> _DIRECTION_
Copy out each of the items below word for word, including every bracket, brace, and number, with no changes.

** Start **

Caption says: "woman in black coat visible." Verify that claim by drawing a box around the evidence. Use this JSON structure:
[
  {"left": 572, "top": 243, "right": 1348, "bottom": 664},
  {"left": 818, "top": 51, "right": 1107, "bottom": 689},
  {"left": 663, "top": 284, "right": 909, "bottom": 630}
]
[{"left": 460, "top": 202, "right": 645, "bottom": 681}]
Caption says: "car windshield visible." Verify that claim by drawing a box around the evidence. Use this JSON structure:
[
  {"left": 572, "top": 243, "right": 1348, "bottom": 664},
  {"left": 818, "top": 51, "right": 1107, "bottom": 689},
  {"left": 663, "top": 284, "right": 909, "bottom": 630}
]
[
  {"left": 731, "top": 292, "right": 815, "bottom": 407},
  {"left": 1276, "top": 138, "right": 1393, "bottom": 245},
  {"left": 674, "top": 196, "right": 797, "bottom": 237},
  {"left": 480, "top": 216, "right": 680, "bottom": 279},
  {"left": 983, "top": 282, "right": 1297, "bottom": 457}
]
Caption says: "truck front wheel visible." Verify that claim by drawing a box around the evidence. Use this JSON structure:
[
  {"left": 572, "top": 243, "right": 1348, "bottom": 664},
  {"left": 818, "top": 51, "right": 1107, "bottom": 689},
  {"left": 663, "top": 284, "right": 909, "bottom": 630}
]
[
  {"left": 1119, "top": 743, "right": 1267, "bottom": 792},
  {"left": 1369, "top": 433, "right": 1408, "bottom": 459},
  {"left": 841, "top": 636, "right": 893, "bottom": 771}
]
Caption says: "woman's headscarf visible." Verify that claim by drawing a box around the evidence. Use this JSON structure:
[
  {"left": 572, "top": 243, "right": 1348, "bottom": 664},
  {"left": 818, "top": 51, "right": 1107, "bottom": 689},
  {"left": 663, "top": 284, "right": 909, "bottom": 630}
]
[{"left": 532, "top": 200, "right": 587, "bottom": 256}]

** End **

> _REPLY TO THE TASK_
Caption says: "woman in black coat visible." Verify that claim by drawing a box around the evidence. Use this JSON structure:
[
  {"left": 572, "top": 243, "right": 1348, "bottom": 664},
  {"left": 818, "top": 51, "right": 1107, "bottom": 689},
  {"left": 663, "top": 284, "right": 909, "bottom": 630}
]
[{"left": 460, "top": 202, "right": 645, "bottom": 681}]
Caption says: "car windshield visible." Verify that claim by drawing a box around the evidence. Use this JSON structure:
[
  {"left": 572, "top": 243, "right": 1348, "bottom": 664},
  {"left": 818, "top": 51, "right": 1107, "bottom": 689},
  {"left": 663, "top": 284, "right": 909, "bottom": 630}
]
[
  {"left": 731, "top": 292, "right": 815, "bottom": 407},
  {"left": 1276, "top": 138, "right": 1393, "bottom": 245},
  {"left": 674, "top": 196, "right": 797, "bottom": 237},
  {"left": 480, "top": 216, "right": 680, "bottom": 279},
  {"left": 983, "top": 282, "right": 1297, "bottom": 457}
]
Caption says: "truck front wheel visible." Verify that claim by drawing a box around the evidence. Use this JSON structure:
[
  {"left": 572, "top": 243, "right": 1348, "bottom": 664},
  {"left": 818, "top": 51, "right": 1107, "bottom": 689},
  {"left": 663, "top": 284, "right": 909, "bottom": 630}
]
[
  {"left": 1119, "top": 743, "right": 1267, "bottom": 792},
  {"left": 1369, "top": 433, "right": 1408, "bottom": 459},
  {"left": 841, "top": 636, "right": 893, "bottom": 771}
]
Caption says: "woman's headscarf visible." Verify that claim by drawing a box around the evidence. Use this JSON structure:
[
  {"left": 572, "top": 243, "right": 1348, "bottom": 664},
  {"left": 818, "top": 51, "right": 1107, "bottom": 689},
  {"left": 663, "top": 284, "right": 909, "bottom": 630}
]
[{"left": 532, "top": 200, "right": 587, "bottom": 256}]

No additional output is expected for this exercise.